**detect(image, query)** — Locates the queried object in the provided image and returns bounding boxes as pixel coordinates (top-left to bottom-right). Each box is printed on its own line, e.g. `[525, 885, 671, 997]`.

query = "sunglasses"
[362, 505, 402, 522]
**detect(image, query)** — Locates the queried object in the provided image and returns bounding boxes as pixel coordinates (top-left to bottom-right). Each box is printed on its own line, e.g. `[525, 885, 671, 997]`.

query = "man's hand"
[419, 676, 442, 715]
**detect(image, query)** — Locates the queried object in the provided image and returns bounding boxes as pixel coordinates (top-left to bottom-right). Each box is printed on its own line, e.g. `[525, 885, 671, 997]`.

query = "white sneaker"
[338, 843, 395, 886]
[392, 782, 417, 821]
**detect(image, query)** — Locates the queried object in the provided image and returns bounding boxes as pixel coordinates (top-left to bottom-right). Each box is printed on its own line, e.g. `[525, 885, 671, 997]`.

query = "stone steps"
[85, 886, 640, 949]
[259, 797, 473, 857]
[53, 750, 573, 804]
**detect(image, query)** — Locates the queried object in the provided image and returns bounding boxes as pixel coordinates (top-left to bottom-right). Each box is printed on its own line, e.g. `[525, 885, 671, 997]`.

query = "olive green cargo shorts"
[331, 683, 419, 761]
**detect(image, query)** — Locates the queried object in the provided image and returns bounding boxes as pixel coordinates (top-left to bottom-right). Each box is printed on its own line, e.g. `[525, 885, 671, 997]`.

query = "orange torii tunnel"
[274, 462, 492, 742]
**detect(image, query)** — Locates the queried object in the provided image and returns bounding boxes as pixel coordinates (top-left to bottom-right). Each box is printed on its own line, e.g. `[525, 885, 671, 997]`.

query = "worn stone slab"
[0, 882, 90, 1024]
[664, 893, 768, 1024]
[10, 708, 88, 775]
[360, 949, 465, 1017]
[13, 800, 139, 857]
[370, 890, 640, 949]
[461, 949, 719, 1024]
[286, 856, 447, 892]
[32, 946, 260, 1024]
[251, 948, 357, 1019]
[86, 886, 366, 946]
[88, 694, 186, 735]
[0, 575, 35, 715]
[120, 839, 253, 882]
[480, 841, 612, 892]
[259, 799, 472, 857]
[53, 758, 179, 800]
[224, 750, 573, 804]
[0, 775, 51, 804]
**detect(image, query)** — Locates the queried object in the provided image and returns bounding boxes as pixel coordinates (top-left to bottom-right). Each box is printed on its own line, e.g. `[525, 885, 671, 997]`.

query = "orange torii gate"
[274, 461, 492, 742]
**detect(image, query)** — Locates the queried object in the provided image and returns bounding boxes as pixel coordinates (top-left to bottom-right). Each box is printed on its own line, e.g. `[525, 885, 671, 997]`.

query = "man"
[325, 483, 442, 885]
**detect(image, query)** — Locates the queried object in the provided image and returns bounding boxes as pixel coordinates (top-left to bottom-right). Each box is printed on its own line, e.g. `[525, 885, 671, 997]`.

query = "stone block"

::::::

EXERCISE — Copy out every line in the stretch from the start of the material through the line containing "[362, 505, 402, 522]", adding 62 to each coordinate of the returned bounding boxes. Keep all other numbers unchanged.

CORRECT OUTPUT —
**detect(image, query)** — Locates the queried object in the provided image and returns bounding boxes as pixel coordinates (top-left to bottom-right). Each box is printed on its own line, e.g. `[525, 885, 671, 997]`.

query = "sunglasses"
[424, 567, 464, 584]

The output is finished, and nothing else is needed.